## STATED EXERCISE:
Render the material below as a JSON list of strings with one string per line, omitting any blank lines.

## RECORDS FOR THE TASK:
——

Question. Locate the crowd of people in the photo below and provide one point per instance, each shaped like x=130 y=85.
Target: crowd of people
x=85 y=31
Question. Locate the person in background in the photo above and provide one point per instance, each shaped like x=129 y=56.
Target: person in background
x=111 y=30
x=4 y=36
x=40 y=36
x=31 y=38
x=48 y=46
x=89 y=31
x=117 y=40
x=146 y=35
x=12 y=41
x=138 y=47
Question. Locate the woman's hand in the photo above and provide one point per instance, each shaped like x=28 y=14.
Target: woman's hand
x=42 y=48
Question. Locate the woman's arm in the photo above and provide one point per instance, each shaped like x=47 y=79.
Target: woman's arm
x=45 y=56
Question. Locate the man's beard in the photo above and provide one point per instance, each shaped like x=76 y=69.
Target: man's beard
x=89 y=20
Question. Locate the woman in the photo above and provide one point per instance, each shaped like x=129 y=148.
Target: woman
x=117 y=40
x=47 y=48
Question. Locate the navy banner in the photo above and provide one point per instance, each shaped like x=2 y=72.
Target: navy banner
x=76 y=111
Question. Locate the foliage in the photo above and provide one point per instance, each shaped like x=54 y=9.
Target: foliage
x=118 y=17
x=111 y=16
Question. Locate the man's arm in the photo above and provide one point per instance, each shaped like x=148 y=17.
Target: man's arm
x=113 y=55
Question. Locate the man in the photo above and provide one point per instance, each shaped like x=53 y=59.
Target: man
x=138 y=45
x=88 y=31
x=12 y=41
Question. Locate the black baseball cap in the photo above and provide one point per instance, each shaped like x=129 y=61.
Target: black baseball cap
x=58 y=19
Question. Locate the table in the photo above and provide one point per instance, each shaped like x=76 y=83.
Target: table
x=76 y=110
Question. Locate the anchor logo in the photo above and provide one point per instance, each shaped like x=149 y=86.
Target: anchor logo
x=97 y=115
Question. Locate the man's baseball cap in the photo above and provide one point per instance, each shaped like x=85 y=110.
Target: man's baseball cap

——

## RESULT:
[
  "Question. Locate the crowd of people in the photo below and provide one point per instance, each shaped like x=130 y=85.",
  "Target: crowd of people",
  "x=85 y=31",
  "Question. Locate the person in background in the photo above and provide one point per instance, each shaped like x=129 y=56.",
  "Target: person in background",
  "x=111 y=30",
  "x=4 y=36",
  "x=40 y=36",
  "x=31 y=38",
  "x=48 y=46",
  "x=89 y=31",
  "x=117 y=40",
  "x=146 y=35",
  "x=12 y=41",
  "x=138 y=47",
  "Question. Locate the woman's hand in the photo above and provide one point per instance, each shaped like x=28 y=14.",
  "Target: woman's hand",
  "x=42 y=48",
  "Question. Locate the woman's arm in the photo above and provide one point per instance, each shaped like x=47 y=79.",
  "Target: woman's arm",
  "x=45 y=56",
  "Question. Locate the man's beard in the photo above and provide one point per instance, each shaped like x=76 y=69.",
  "Target: man's beard",
  "x=89 y=20",
  "Question. Locate the woman in the photo above and provide one point per instance, each shaped like x=129 y=148.",
  "Target: woman",
  "x=117 y=40",
  "x=47 y=48",
  "Question. Locate the navy banner in the photo above and provide one point per instance, each shaped like x=2 y=72.",
  "Target: navy banner",
  "x=76 y=111",
  "Question. Locate the foliage in the photo above and provide one point per instance, each shaped like x=54 y=9.",
  "Target: foliage",
  "x=118 y=17",
  "x=111 y=16",
  "Question. Locate the man's arm in the photo above and provide one point per instance, each shaped like x=148 y=17.",
  "Target: man's arm",
  "x=113 y=55",
  "Question. Locate the man in the photo above and provide one point per instance, each shaped like x=53 y=59.",
  "Target: man",
  "x=138 y=45",
  "x=88 y=31",
  "x=12 y=41",
  "Question. Locate the black baseball cap in the photo above and provide one point per instance, each shaped like x=129 y=61.",
  "Target: black baseball cap",
  "x=58 y=19",
  "Question. Locate the table in the photo above and provide one point per instance, each shaped like x=76 y=83.",
  "Target: table",
  "x=76 y=110",
  "Question. Locate the anchor logo in the photo above and provide one point per instance, each shaped like x=149 y=86.",
  "Target: anchor logo",
  "x=97 y=115",
  "Question. Locate the man's baseball cap in the photo above and provide one point per instance, each shaped like x=85 y=110.",
  "Target: man's baseball cap"
]